**TASK SET**
A – From the essay on trillionaire wealth, output the text between "The Trillionaire and" and "A trillion dollars.", inclusive.
B – In the essay on trillionaire wealth, how long is a billion seconds said to be?

**GIVEN TEXT**
*** Block opens ***

Dwain Northey (Gen X)

The Trillionaire and the Taxpayer
When I was growing up in the 1970s and 1980s, a billion dollars was cartoon-villain money. A billionaire was someone who lived in a mansion on top of a mountain, probably had a secret lair, and appeared in movies as the guy trying to buy a country. Most of us couldn’t even comprehend a billion dollars. It was simply too much money to fit into a normal human brain.
Now we have a trillionaire.
Not a country. Not a government. Not an empire.
One guy.
A trillion dollars.
That’s a number so absurd that our grandparents didn’t even use it in everyday conversation. A million seconds is about eleven days. A billion seconds is over thirty-one years. A trillion seconds is nearly thirty-two thousand years. Human civilization wasn’t even writing things down thirty-two thousand years ago.
Yet somehow we’ve reached a point where one person can accumulate that much wealth and half the country shrugs and says, “Good for him.”

*** Block closes ***

**EXCERPTED DATA**
*** Block opens ***

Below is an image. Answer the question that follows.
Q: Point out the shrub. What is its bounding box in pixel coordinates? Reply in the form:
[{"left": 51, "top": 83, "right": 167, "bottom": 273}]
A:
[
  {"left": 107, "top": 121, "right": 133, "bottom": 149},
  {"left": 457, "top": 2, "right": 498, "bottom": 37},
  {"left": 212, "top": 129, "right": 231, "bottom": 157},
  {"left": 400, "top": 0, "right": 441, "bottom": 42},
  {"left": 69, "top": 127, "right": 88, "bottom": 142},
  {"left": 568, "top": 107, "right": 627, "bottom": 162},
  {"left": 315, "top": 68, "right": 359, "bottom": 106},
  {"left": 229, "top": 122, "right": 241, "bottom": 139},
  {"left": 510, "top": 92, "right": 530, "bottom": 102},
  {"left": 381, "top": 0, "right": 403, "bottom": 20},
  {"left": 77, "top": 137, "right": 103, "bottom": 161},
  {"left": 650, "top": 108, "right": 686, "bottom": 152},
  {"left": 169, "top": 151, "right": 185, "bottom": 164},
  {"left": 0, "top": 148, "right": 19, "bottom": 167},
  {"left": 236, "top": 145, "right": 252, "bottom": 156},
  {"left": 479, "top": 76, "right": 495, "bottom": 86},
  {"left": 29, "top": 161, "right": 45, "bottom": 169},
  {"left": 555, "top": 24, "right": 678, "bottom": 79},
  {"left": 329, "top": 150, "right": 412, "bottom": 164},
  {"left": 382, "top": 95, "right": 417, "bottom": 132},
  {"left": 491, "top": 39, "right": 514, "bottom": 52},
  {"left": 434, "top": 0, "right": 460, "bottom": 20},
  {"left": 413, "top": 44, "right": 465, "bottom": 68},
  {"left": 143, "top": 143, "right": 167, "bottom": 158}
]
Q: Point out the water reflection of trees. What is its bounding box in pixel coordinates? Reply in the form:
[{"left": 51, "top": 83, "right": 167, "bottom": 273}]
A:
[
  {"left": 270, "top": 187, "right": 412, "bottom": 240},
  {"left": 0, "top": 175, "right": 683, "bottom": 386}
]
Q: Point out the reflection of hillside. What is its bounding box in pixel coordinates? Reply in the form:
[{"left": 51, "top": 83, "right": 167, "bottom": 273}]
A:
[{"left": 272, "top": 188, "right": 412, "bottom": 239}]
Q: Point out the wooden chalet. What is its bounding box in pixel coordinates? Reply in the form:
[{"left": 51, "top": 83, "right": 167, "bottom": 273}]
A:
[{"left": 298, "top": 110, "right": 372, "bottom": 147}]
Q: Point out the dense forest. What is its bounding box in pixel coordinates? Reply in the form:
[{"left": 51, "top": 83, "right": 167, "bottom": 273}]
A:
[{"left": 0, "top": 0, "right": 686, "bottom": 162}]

*** Block closes ***

**SOLUTIONS BY TASK**
A –
The Trillionaire and the Taxpayer
When I was growing up in the 1970s and 1980s, a billion dollars was cartoon-villain money. A billionaire was someone who lived in a mansion on top of a mountain, probably had a secret lair, and appeared in movies as the guy trying to buy a country. Most of us couldn’t even comprehend a billion dollars. It was simply too much money to fit into a normal human brain.
Now we have a trillionaire.
Not a country. Not a government. Not an empire.
One guy.
A trillion dollars.

B – Over thirty-one years.